═════ Input records
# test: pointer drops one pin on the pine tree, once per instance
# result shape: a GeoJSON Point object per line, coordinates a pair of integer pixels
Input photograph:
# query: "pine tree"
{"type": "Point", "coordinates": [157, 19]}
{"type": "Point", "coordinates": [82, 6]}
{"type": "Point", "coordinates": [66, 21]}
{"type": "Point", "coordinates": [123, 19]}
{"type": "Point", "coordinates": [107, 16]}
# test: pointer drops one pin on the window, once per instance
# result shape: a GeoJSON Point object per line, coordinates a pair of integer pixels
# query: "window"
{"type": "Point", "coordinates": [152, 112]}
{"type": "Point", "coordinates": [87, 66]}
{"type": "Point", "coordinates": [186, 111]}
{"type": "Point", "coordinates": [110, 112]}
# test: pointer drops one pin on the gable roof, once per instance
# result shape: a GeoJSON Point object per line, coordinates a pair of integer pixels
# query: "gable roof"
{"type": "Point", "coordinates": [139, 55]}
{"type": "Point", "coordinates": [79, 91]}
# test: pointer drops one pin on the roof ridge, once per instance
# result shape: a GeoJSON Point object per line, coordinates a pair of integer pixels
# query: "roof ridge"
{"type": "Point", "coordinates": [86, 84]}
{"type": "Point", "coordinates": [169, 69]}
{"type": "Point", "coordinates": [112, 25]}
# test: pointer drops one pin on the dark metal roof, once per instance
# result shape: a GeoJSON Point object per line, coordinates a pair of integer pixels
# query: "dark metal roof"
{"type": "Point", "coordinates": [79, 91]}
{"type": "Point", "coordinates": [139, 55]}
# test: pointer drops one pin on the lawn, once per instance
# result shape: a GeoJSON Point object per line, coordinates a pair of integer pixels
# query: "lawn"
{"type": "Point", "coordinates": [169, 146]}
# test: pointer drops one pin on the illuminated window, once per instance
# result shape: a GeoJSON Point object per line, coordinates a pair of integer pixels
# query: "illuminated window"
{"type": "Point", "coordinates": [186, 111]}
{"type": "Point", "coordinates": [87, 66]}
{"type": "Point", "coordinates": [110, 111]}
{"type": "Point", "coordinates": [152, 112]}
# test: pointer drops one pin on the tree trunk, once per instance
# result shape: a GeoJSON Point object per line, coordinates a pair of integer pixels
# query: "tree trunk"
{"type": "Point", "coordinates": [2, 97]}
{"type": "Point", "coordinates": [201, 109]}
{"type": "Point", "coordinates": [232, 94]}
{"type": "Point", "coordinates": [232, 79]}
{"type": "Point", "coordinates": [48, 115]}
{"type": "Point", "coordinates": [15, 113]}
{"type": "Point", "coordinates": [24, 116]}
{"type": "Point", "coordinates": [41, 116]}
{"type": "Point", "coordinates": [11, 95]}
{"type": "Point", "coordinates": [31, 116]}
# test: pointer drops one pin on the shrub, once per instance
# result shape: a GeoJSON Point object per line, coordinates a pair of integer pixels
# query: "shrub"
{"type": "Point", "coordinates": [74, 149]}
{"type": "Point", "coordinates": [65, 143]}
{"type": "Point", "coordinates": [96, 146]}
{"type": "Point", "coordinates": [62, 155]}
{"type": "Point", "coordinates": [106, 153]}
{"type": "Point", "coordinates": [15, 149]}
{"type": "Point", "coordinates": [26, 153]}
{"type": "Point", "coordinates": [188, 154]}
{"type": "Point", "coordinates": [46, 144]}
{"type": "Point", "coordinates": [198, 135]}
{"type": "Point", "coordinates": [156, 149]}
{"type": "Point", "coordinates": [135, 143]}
══════════
═════ Input records
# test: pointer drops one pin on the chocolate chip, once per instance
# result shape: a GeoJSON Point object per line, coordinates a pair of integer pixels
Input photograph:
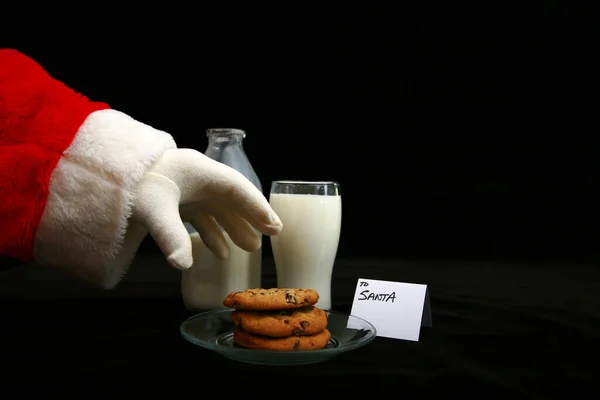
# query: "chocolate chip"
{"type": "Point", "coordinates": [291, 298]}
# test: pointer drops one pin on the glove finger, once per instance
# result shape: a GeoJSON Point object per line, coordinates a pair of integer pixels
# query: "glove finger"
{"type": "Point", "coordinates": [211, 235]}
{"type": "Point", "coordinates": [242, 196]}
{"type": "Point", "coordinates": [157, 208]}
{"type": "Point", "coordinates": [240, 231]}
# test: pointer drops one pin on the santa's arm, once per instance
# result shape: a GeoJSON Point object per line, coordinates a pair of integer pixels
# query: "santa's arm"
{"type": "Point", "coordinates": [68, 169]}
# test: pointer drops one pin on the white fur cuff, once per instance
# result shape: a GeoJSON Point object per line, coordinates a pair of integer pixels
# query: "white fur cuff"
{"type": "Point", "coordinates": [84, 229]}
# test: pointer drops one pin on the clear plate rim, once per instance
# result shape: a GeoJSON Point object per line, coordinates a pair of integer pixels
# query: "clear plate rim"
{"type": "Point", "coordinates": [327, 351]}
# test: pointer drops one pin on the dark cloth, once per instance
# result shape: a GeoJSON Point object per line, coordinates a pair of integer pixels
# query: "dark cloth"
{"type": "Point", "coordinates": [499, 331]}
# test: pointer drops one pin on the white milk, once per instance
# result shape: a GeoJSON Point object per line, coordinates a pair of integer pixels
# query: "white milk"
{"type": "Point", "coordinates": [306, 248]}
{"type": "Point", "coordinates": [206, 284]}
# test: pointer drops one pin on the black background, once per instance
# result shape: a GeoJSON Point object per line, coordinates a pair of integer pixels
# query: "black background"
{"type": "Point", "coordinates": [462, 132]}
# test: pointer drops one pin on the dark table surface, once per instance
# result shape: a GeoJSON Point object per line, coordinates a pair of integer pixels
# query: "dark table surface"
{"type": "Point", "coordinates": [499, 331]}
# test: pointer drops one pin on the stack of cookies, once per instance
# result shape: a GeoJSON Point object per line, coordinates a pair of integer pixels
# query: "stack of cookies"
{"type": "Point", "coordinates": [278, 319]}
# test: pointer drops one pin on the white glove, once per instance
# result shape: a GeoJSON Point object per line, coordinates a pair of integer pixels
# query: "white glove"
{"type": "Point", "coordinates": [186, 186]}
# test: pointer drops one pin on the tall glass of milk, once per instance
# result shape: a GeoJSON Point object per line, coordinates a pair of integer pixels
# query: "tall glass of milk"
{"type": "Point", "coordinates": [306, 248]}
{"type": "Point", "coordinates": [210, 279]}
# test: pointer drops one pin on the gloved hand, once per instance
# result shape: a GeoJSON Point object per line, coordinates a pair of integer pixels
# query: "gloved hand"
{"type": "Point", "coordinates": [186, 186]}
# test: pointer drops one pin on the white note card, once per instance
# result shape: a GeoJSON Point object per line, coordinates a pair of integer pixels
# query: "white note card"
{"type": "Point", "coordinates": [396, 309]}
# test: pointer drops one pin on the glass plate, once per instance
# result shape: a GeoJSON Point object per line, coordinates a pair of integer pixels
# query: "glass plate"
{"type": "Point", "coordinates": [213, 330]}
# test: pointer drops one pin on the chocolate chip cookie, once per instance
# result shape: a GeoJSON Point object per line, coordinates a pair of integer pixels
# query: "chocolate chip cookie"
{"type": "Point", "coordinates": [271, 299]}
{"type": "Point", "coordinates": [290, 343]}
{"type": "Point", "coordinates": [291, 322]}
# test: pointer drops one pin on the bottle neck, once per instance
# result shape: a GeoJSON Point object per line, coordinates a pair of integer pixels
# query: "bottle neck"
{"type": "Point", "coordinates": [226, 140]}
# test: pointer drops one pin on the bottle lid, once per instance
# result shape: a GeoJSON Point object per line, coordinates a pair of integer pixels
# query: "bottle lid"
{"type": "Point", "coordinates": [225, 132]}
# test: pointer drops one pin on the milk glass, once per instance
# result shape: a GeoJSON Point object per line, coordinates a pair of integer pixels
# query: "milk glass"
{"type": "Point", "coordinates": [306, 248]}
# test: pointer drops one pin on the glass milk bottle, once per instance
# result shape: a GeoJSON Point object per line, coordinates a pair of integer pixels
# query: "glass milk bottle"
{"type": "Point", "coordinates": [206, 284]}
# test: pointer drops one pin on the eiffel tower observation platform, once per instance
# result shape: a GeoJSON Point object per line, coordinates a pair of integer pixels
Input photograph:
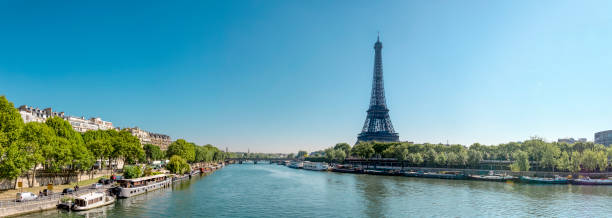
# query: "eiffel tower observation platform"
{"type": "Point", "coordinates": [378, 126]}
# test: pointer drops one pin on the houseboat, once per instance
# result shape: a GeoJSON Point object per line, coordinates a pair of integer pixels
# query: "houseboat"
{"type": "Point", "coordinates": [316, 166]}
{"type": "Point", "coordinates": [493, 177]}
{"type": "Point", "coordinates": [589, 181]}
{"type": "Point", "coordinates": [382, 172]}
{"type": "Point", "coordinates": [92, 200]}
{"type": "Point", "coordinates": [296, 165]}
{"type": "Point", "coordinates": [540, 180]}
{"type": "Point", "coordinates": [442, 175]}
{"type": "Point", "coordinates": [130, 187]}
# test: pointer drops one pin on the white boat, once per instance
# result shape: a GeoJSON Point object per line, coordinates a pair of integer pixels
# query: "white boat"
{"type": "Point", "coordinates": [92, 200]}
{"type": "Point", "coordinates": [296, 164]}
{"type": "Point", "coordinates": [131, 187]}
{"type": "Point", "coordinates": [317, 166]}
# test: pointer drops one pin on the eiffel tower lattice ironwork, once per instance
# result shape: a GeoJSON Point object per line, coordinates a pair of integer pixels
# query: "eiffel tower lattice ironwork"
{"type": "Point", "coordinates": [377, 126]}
══════════
Pick out every line of the material above that contains the string "illuminated", treating uppercase and lowercase as different.

# test: pointer drops one pin on the illuminated window, once per instance
# query: "illuminated window"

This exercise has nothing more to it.